BEGIN Selected text

How much of your money is spent on your behalf by someone who doesn’t understand you, doesn’t know your situation and your specific desires, and cares very little about your own specific circumstances. Most importantly, it might be wise to ask yourself whether you feel that you are getting good value for money out of the current system, or whether you think you could do a better job of spending your money yourself.
You may feel that the current situation is acceptable, that the government has oversight of the best causes. Perhaps. But wouldn’t you like to have some say in the specifics of where your money was spent? Do you give to charity, or do you feel that you pay enough in taxes to warrant not giving to charity, given the fact that the government gives taxpayer money to charity?
That’s right, you may be surprised, even relieved, to learn that many charities gain the largest portion of their funding directly from government, while donations from the public are a distant second place. Oxfam, Kids Company, and other bastions of morality and virtue are on the take.
When you pay the government such a high proportion of your income in taxes, you effectively outsource these kinds of decisions to someone else to administer on your behalf. If this is what you want then fine, but wouldn’t you like to have a say rather than hand over your compassionate responsibility to the government?
I digress. The point I want to make is that this government focussed power is waning. The reason? Bitcoin and other cryptocurrencies.
The simple fact is that government needs to extract taxes from the public to fund its activities. Where there is a shortfall in tax collected, government may choose to borrow money (via issuing government bonds or gilts), otherwise it must reduce its size to suit its budget. As long as government can increase taxes to fund it activities, its power and influence will grow.
If you have ever worked in or with the public sector — and it’s hard to imagine, given its size, that you haven’t come across it in some way shape or form — you will have encountered the kind of mentality which sums up ineffective government spending: Projects are allocated funding for a specific reason which must be used within the budget year, or it is not available the following year.
Departments don’t spend where there is a need; they spend because there is a budget which needs to be spent. This demonstrates two primary dysfunctions of government spending:
- It can lead to the activity being carried out in an unplanned, unfocussed or haphazard manner, regardless of the specific current need
- 2) Government spends public money, where it is available, not based upon whether it is appropriate to do so.
Enter Bitcoin, a marvellous thing. It is exciting because it cuts out the banks which collect taxes on behalf of the government, and allows direct exchange of money between individuals. What Bitcoin and other cryptocurrencies have to their benefit is that they are decentralised, as step towards the denationalisation of money that F.A. Hayek wrote about in his paper of 1976 titled “Denationalisation of Money”.
Hayek, a free-market proponent, argues that government monopoly of money is economically injurious, and that the people should be free to choose their means of exchange. He saw a free market of money, where competing issuers of money, rather than being a bad thing, would be the only way to encourage prudential currency. If issuers started to overprint their money, the value would fall and the free market would seek other means of exchange which held their value better.
Under the current government monopoly of the money supply by central banks, the situation is geared up — as one might reasonably expect it to be — in the benefit of the government. Inflation — a unrepresented tax on the public, and means to push earners into higher and higher tax brackets — is publically stated as their aim. The government is aiming for your money and your income to devalue by 2% a year. Does that sound like a good way of holding your wealth?
Governments must seek novel ways of collecting taxes; those that do not rely on income, or sales, and those which are not geographically constrained (i.e. on individuals).

END Selected text
BEGIN Listed records

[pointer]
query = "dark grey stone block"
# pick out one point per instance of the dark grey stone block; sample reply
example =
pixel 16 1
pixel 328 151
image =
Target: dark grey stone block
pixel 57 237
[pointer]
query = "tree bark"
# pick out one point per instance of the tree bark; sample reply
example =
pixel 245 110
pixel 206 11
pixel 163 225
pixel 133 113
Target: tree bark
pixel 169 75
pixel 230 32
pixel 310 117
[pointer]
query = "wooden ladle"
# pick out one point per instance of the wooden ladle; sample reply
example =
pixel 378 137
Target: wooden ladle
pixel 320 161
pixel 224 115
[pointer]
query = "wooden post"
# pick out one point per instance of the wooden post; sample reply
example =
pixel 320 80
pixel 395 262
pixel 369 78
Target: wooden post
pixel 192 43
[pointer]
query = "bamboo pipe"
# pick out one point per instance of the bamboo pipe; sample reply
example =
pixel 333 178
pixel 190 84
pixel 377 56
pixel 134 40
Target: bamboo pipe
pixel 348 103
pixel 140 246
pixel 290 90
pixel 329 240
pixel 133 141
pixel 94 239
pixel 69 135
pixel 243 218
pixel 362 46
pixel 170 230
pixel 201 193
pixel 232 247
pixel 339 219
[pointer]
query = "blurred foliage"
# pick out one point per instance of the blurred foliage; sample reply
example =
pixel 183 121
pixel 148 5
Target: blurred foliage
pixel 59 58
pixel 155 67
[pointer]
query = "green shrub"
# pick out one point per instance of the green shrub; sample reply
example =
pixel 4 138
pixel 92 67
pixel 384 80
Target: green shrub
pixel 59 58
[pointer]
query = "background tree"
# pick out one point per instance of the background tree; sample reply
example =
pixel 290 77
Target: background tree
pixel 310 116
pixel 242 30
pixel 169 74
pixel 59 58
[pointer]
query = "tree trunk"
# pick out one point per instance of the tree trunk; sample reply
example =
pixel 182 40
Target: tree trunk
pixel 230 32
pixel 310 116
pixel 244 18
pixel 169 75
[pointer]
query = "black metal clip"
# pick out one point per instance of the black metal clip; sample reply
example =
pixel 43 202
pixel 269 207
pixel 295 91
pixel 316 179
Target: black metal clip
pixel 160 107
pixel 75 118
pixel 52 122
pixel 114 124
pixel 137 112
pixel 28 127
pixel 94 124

END Listed records

Answer these questions about the piece on taxes and Bitcoin.
1. In what year did Hayek's paper "Denationalisation of Money" appear?
2. By what percentage each year does the government aim for money and income to devalue?
3. Which two charities are named as being "on the take"?

1. 1976
2. 2%
3. Oxfam and Kids Company